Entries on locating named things
-- start --

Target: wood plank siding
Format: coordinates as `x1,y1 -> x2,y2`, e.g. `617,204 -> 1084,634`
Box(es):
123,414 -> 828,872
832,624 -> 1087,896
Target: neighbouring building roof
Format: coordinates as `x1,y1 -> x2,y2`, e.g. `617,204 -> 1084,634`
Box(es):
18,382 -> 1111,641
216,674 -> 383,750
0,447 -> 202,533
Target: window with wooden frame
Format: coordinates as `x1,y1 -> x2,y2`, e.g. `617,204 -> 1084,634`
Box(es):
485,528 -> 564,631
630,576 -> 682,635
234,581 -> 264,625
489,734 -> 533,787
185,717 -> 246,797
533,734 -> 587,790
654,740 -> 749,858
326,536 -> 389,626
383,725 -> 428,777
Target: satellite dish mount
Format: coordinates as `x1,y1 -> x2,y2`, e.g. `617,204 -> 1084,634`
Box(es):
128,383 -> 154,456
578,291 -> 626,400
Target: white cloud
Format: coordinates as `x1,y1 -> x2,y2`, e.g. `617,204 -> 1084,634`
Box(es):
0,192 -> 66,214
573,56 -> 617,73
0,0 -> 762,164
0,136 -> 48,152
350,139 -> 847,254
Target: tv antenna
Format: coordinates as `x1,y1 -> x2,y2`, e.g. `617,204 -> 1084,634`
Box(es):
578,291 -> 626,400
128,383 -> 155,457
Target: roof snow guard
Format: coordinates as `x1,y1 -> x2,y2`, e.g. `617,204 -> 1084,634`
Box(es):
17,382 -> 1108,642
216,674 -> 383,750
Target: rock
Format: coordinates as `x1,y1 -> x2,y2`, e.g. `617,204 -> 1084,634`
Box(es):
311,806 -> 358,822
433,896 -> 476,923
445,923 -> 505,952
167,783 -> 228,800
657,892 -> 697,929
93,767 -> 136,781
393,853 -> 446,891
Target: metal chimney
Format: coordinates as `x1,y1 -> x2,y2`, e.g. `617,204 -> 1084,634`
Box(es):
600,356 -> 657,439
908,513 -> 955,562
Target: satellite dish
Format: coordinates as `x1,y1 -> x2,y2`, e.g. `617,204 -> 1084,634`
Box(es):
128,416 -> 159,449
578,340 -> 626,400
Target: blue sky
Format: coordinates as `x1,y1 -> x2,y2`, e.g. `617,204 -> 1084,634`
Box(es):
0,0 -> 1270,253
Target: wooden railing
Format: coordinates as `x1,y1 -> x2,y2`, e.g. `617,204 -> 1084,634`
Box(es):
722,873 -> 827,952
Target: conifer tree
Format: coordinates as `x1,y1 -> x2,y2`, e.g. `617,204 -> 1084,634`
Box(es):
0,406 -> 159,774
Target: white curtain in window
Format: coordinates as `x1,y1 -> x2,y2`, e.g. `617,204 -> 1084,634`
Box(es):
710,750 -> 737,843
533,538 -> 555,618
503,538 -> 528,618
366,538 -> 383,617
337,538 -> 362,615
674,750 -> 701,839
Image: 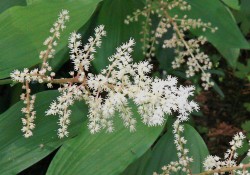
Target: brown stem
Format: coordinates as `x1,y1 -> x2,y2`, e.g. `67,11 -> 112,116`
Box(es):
194,163 -> 250,175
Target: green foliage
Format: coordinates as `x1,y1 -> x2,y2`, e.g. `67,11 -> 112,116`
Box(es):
0,0 -> 100,78
179,0 -> 250,67
0,91 -> 87,175
0,0 -> 250,175
235,59 -> 250,81
123,125 -> 209,175
47,102 -> 162,175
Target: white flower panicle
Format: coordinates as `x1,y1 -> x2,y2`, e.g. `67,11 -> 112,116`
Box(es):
125,0 -> 217,90
203,132 -> 248,175
10,10 -> 69,138
39,10 -> 69,72
11,11 -> 198,138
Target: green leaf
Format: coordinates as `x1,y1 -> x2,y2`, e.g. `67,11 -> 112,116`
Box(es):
217,46 -> 240,69
0,0 -> 101,78
123,124 -> 209,175
182,0 -> 250,49
0,0 -> 27,13
169,0 -> 250,68
241,156 -> 250,172
82,0 -> 144,71
47,102 -> 163,175
0,91 -> 87,175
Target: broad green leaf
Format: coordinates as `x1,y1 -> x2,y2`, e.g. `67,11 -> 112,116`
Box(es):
0,0 -> 101,78
123,124 -> 208,175
47,102 -> 163,175
83,0 -> 144,71
0,91 -> 87,175
0,0 -> 27,14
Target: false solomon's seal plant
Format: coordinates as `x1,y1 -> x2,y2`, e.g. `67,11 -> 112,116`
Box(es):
11,10 -> 198,138
10,6 -> 250,175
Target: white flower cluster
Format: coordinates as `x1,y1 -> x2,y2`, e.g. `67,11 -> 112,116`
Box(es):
10,10 -> 69,138
203,132 -> 246,175
47,26 -> 198,137
11,12 -> 198,138
125,0 -> 217,90
39,10 -> 69,73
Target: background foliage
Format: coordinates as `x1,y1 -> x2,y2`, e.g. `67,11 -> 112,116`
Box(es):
0,0 -> 250,175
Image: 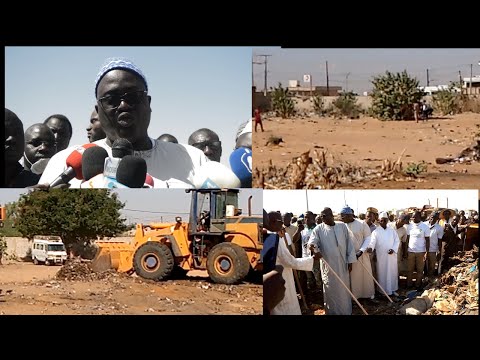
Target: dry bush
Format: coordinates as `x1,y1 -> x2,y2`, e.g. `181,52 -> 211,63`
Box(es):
253,149 -> 416,189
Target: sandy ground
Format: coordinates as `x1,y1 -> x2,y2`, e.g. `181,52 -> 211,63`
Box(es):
253,113 -> 480,189
0,260 -> 263,315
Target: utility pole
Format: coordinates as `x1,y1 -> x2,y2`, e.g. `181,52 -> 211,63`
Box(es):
252,60 -> 263,87
345,72 -> 350,92
305,189 -> 310,211
470,64 -> 473,95
257,55 -> 272,96
325,61 -> 330,96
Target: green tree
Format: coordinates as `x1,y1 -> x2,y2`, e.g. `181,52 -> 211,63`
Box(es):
370,70 -> 424,120
16,189 -> 129,253
0,236 -> 7,265
271,83 -> 295,119
332,91 -> 360,118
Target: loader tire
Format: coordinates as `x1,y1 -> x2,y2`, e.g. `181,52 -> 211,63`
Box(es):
133,242 -> 173,280
207,242 -> 250,284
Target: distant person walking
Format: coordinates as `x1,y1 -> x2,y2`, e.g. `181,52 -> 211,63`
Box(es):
254,108 -> 264,132
413,101 -> 420,123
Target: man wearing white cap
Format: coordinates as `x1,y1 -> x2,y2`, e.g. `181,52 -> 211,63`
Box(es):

-- end --

Switch every "Target" in the listing above to "Object" and reproduce the whole listing with nothing else altered. Leave the images out of your answer.

▶ [EXERCISE SOLUTION]
Object: wood plank siding
Format: coordinates as `x1,y1 -> x2,y2`, e.g. `617,204 -> 1084,634`
Box(es):
123,414 -> 828,872
832,624 -> 1087,896
Object: neighbouring building roof
Format: coordinates as `x1,y1 -> x2,y2`, e.g. `617,204 -> 1084,634`
Box(es):
18,382 -> 1111,641
216,674 -> 383,750
0,447 -> 202,533
Object: window with wooden frame
Format: coordinates as `x1,y1 -> x2,y2`, e.g. `617,204 -> 1084,634`
Box(es):
485,528 -> 564,631
630,576 -> 682,635
234,581 -> 264,625
489,734 -> 533,787
185,717 -> 246,797
533,734 -> 587,790
654,740 -> 749,858
326,536 -> 389,626
383,725 -> 428,777
Object: satellite dish mount
Format: coordinates as `x1,y1 -> x2,y2`, e.g. `617,204 -> 1084,634`
Box(es):
128,383 -> 154,456
578,291 -> 626,400
Object: white cloud
Format: coordinates as `x1,y1 -> x2,y2`, e.g. `617,204 -> 1084,634`
Box(es):
0,192 -> 66,214
573,56 -> 617,73
0,0 -> 762,164
0,136 -> 48,152
350,139 -> 847,254
Object: tv antenna
Format: coordinates as `x1,y1 -> x2,y2`, e.g. `617,204 -> 1084,634`
Box(es):
578,291 -> 626,400
128,383 -> 155,457
Object: roof snow guard
Format: coordinates as `x1,y1 -> x2,y2`, e.g. `617,204 -> 1084,634`
Box(es):
17,382 -> 1108,642
216,674 -> 383,750
Object: rock
Format: coordinates as `x1,y1 -> x2,y2`, e.g. `617,204 -> 1084,634`
Box(es):
311,806 -> 358,822
433,896 -> 476,923
445,923 -> 505,952
167,783 -> 228,800
657,892 -> 697,929
93,767 -> 136,781
393,853 -> 446,891
Object: metal chimney
Format: coordinates as `x1,y1 -> x2,y2`, e.g. `617,204 -> 1084,634`
Box(es):
600,356 -> 657,439
908,513 -> 955,562
Object: satellite dish
Format: coordinates as `x1,y1 -> x2,y2`, e.g. `617,204 -> 1084,634`
Box(es):
128,416 -> 159,449
578,340 -> 626,400
Object: blue sky
Format: coordinates as `x1,y1 -> x2,y2`, e.g. `617,204 -> 1084,634`
Box(es):
0,0 -> 1270,253
Object: wooden railing
Format: coordinates as `x1,y1 -> x2,y2`, e.g. `617,204 -> 1084,634`
Box(es):
722,873 -> 827,952
Object: conifer tree
Format: coordinates as `x1,y1 -> x2,y2`, e.g. `617,204 -> 1084,634`
Box(es):
0,406 -> 159,774
Object: white curtain in window
Format: coordinates as `x1,y1 -> x2,y2`, e.g. `617,204 -> 1084,634`
Box(es):
710,750 -> 737,843
533,538 -> 555,618
503,538 -> 528,618
366,538 -> 383,617
337,538 -> 362,615
674,750 -> 701,839
Image: 
Object: brown stem
Format: coordinates as `x1,y1 -> x2,y2`, e.g. `67,11 -> 112,116`
Box(es):
194,163 -> 250,175
Object: green foliage
Format: coordinates as `x1,y1 -> x2,y2`, e.g. `67,11 -> 112,116`
Box(es):
0,0 -> 100,78
179,0 -> 250,67
0,91 -> 87,175
0,0 -> 250,175
235,59 -> 250,81
123,125 -> 209,175
47,102 -> 162,175
Object: white flower panicle
Format: coordinates as `x1,y1 -> x2,y2`, e.g. `67,11 -> 112,116`
Box(es):
125,0 -> 217,90
203,132 -> 248,175
10,10 -> 69,138
39,10 -> 69,72
11,11 -> 198,138
Object: green leaf
Format: coordinates as `x1,y1 -> x2,y2`, e.g. `67,11 -> 112,116`
Box(es):
217,46 -> 240,69
0,0 -> 101,78
123,124 -> 209,175
182,0 -> 250,49
0,0 -> 27,13
169,0 -> 250,68
241,156 -> 250,172
82,0 -> 144,71
47,102 -> 163,175
0,91 -> 87,175
Object: broad green leaf
Format: coordinates as `x1,y1 -> x2,y2`, e.g. `67,11 -> 112,116`
Box(es):
0,0 -> 101,78
123,124 -> 208,175
47,102 -> 163,175
83,0 -> 144,71
0,91 -> 87,175
0,0 -> 27,14
Object: false solomon's seal plant
Format: coordinates as `x1,y1 -> x2,y2`, e.g. `67,11 -> 112,116`
Box(es):
11,10 -> 198,138
10,6 -> 250,175
Object: white flower cluster
Format: coordinates as `x1,y1 -> x2,y2`, e.g. `67,11 -> 112,116`
Box(es):
10,10 -> 69,138
203,132 -> 246,175
47,26 -> 198,137
11,12 -> 198,138
125,0 -> 217,90
39,10 -> 69,73
Object: background foliage
Format: coordinates as `x1,y1 -> x2,y2`, e.g. `67,11 -> 112,116`
Box(es):
0,0 -> 250,175
Image: 
Object: dry bush
Format: coordinates as `x1,y1 -> x2,y2`, e.g. `181,52 -> 211,63`
Box(es):
253,149 -> 416,189
Object: sandy ground
Format: coordinates as `x1,y1 -> x2,y2`, e.g. `181,52 -> 211,63`
Box(es):
253,113 -> 480,189
0,260 -> 263,315
Object: utility pole
Format: coordinates as `x1,y1 -> x2,y2`, e.g. `181,52 -> 211,63`
Box(es):
252,60 -> 263,87
345,72 -> 350,92
305,189 -> 310,211
470,64 -> 473,95
257,55 -> 272,96
325,61 -> 330,96
Object: green tree
Format: coordinates as `x1,y1 -> x2,y2`, e.g. `181,52 -> 211,63`
Box(es):
370,70 -> 424,120
16,189 -> 129,253
0,236 -> 7,265
271,83 -> 295,119
332,91 -> 360,118
Object: loader tire
Format: coordinates as `x1,y1 -> x2,y2`, e.g. `181,52 -> 211,63`
Box(es):
133,242 -> 173,280
207,242 -> 250,284
Object: distant person walking
Format: coordinates as `x1,y1 -> x2,y2`, e.g. `181,52 -> 211,63`
Box(es):
254,108 -> 264,132
413,101 -> 420,123
Object: man wearing white cap
Format: coordinates as `x1,y1 -> x2,y2`, e.g. `181,52 -> 211,63`
Box(es):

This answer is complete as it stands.